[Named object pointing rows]
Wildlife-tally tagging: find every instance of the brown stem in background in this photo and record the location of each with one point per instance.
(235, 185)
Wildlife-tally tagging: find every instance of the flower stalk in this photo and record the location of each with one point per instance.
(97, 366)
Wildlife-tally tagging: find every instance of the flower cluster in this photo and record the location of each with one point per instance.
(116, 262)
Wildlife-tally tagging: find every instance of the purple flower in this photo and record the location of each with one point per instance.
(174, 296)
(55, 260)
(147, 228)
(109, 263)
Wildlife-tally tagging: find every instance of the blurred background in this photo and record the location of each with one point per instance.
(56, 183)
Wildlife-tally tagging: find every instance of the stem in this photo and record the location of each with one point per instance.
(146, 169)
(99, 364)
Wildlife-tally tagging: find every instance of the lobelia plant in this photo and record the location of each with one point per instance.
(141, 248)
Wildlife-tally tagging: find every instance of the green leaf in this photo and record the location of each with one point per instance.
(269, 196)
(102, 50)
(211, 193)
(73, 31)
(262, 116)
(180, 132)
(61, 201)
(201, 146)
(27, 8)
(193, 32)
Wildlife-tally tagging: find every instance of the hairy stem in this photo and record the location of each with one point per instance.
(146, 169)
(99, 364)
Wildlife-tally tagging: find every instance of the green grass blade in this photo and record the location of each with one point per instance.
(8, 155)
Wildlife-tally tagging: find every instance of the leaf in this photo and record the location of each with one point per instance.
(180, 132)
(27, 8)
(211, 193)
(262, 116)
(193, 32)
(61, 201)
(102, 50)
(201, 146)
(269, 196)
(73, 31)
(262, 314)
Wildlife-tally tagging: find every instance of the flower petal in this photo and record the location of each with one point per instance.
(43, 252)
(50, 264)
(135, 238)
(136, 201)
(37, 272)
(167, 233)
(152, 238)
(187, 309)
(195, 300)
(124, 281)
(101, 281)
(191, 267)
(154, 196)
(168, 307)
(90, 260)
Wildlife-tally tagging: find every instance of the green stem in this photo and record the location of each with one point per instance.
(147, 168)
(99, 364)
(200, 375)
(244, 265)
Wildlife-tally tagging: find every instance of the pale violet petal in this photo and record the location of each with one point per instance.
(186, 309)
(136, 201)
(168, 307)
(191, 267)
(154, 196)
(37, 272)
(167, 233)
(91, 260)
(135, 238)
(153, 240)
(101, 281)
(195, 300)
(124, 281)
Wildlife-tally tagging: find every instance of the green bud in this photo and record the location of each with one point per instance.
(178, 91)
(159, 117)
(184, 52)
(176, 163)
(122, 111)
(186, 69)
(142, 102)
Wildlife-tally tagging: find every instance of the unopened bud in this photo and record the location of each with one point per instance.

=== Exercise task ===
Add 97 to every coordinate in the answers of the rows from the one containing "Wildlife-tally tagging: find every instance of the green leaf" down to the last row, both ends included. Write those rows out again, requests and all.

=== Problem solution ===
Wildlife-tally tagging: find every instance of the green leaf in this photo and record the location of each with one point per instance.
(366, 293)
(199, 147)
(308, 290)
(170, 128)
(359, 213)
(277, 229)
(158, 298)
(298, 243)
(124, 105)
(290, 129)
Wildlife-tally tagging: find every instance of the hairy stem in this photo and record the location of each with one point per instance.
(243, 266)
(196, 461)
Wildlife-tally tagging: find every instance of the green grass blade in this photo and record the location of each with one point per instance.
(105, 252)
Wildlife-tally tagging: find every instance of the leaf in this photo and record the location of each with one point per instance.
(277, 229)
(124, 105)
(308, 290)
(359, 213)
(290, 129)
(158, 298)
(199, 147)
(298, 243)
(366, 293)
(170, 128)
(359, 411)
Wildlife-tally tagging: find every instance of the flower petal in this photo and record the location of each with one point per instance.
(140, 349)
(147, 361)
(232, 335)
(233, 298)
(134, 369)
(264, 330)
(249, 335)
(284, 406)
(292, 397)
(221, 378)
(198, 378)
(288, 364)
(251, 293)
(265, 404)
(187, 357)
Wildlife-tally tagging: find every instance of the green stem in this photo and record the location of each with one point per instance.
(244, 265)
(196, 461)
(297, 472)
(341, 362)
Wildlife-tally tagging: find every instance of the pale violet petal in this photo and record the location of each with one point per instance.
(283, 406)
(233, 298)
(265, 404)
(288, 364)
(251, 293)
(134, 369)
(264, 330)
(188, 357)
(232, 335)
(250, 337)
(198, 378)
(292, 397)
(221, 378)
Wildlife-tally tagging: find every instance of the green bud in this photo and record the location of each with one point per instance.
(275, 188)
(256, 214)
(281, 149)
(273, 260)
(219, 208)
(283, 166)
(239, 199)
Wildlife-tally tagging: find every instance of the unopened bud in this photo and record the location of each with one point per instance.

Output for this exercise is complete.